Principal Component Analysis Summarization by the mean

146 Views Asked by At

Let’s consider $$ S=\{x_1 , . . . , x_N \} $$ with $$ x_1 , . . . , x_N ∈ R^d . $$ How can i prove that the solution of $$ argmin_{b∈ R^d} \frac{1}{N}\sum_{i=1}^{N}||x_i-b||^2 $$ is given by $$ b=\bar x=\frac{1}{N} \sum_{i=1}^{N} x_i $$ That is, the mean is the best vector summarizing/representing a sample set in the least-squares sense.

1

There are 1 best solutions below

0
On BEST ANSWER

This is a classic general result (not really related with PCA).

You only need to write

$$ \sum_i ||x_i - b||^2=\sum_i ||x_i - \overline{x} + \overline{x}- b||^2= \sum_i ||x_i-\overline{x}||^2 +n ||\overline{x}-b||^2 $$

where the last equation arises because the crossed product is zero: $\sum_i c \, (x_i - \overline{x})=0$ (where $c$ is a constant vector, and the product is a scalar product).

Then, it's clear that the sum is minimized when the second term is zero, i.e. when $b=\overline{x}$
■ ■ ■ ■ ■ ■ ■
- STATED EXERCISE A:
In the thread on the mean as a least-squares summary, what value of b minimizes the sum?
The thread and the records have no connection to each other.
■ ■ ■ ■ ■ ■ ■
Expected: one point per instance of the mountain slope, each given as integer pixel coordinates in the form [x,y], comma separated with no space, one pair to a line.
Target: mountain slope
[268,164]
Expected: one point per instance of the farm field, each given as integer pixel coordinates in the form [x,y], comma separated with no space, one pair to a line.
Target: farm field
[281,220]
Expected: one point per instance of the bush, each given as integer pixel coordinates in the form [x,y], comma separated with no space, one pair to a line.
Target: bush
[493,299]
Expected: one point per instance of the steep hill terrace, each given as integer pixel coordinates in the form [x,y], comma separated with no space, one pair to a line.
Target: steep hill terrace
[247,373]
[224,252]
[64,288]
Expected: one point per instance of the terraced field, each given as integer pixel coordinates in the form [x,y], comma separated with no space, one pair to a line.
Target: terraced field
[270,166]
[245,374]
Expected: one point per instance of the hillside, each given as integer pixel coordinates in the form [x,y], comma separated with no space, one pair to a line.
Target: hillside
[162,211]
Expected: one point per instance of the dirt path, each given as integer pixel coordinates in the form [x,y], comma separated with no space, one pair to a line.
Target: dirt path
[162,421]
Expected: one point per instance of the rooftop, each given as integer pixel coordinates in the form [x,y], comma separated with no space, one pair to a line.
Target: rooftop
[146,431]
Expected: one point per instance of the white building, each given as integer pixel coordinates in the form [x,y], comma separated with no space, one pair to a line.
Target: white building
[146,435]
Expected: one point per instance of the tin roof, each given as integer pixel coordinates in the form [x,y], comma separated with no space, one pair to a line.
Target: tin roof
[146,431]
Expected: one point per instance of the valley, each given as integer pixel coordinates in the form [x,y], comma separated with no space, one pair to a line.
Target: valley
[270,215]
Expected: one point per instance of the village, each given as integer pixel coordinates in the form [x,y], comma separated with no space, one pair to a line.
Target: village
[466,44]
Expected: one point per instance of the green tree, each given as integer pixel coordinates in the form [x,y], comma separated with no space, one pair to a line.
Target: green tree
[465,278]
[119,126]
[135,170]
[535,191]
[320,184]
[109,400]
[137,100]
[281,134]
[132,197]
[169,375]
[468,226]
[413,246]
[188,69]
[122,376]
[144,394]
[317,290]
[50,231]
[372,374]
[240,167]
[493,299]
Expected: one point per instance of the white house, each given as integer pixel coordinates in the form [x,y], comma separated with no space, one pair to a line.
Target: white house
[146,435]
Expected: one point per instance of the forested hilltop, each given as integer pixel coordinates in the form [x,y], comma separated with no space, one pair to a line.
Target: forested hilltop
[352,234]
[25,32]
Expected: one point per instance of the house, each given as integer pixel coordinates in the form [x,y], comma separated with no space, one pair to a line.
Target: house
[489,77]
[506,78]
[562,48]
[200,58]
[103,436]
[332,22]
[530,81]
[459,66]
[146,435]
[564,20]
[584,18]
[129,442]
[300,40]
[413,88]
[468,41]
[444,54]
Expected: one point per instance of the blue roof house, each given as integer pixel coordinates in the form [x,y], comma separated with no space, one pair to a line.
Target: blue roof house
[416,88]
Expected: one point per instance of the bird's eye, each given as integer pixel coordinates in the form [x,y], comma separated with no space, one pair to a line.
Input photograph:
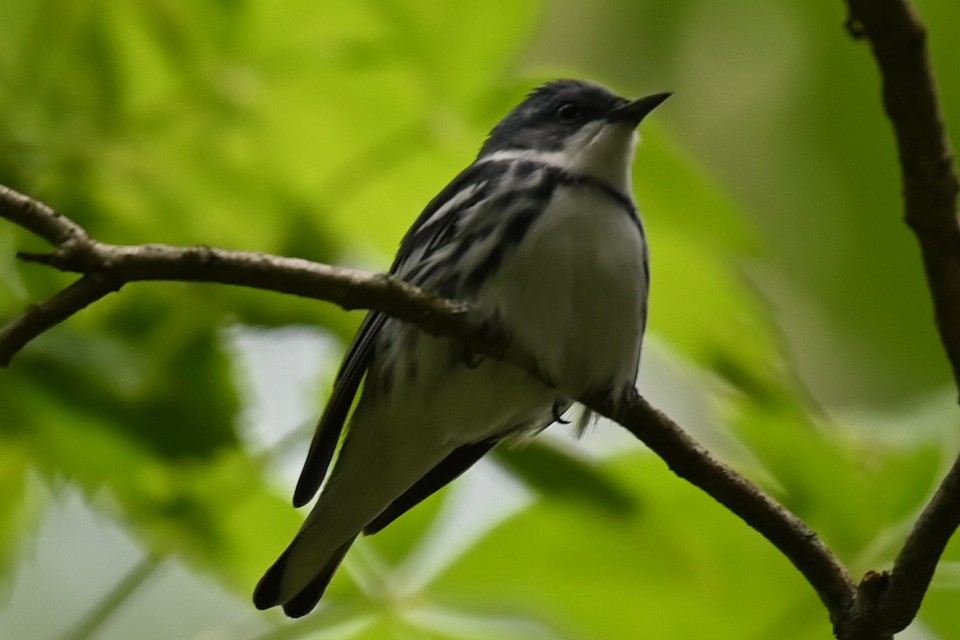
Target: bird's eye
[568,112]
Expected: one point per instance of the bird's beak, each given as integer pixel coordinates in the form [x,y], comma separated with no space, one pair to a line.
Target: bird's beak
[636,110]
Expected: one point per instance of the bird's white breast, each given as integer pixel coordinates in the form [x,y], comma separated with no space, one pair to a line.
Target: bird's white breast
[574,291]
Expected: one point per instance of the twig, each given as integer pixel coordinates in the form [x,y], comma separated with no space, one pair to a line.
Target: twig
[117,265]
[898,40]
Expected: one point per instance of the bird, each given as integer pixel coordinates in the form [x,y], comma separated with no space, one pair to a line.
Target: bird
[541,235]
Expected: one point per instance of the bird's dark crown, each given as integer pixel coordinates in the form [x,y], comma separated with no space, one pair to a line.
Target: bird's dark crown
[550,114]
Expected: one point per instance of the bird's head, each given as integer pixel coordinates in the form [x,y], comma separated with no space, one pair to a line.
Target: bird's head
[579,126]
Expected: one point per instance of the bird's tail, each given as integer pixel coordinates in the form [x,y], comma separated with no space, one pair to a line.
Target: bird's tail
[270,591]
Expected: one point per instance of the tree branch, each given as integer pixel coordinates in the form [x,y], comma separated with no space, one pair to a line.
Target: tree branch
[108,267]
[898,40]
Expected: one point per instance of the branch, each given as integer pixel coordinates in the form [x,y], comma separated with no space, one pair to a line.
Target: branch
[108,267]
[898,40]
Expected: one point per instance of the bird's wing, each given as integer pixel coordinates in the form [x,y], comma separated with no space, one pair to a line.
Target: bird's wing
[433,224]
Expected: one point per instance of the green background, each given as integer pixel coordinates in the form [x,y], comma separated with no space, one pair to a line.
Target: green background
[148,445]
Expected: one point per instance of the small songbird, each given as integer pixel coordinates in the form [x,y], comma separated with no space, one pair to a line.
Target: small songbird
[542,235]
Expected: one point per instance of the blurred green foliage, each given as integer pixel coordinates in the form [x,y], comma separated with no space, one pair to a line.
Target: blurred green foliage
[785,286]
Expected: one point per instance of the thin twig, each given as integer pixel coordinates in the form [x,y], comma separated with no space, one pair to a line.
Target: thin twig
[898,40]
[689,460]
[354,289]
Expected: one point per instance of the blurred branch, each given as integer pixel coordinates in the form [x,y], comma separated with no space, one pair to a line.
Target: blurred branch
[111,602]
[930,186]
[109,267]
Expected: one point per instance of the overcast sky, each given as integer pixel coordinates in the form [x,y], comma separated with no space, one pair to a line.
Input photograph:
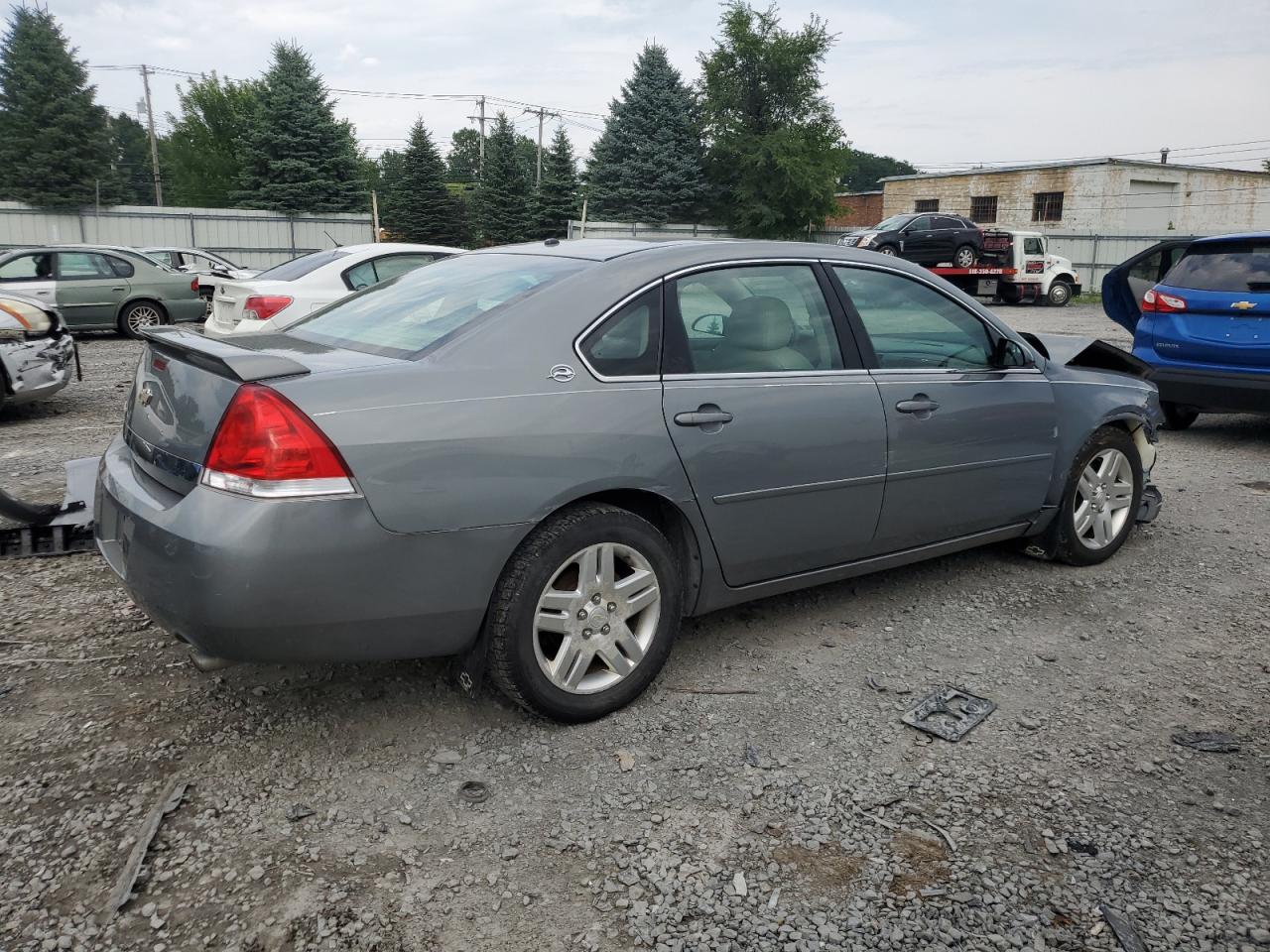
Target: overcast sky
[925,81]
■ ■ ■ ■ ■ ■ ■
- STATED EXERCISE B:
Give only the number of lines in the records that contain the string "slope", with case counting.

- RESULT A:
The sample mean, x̄, where the second term becomes zero.

- RESULT B:
2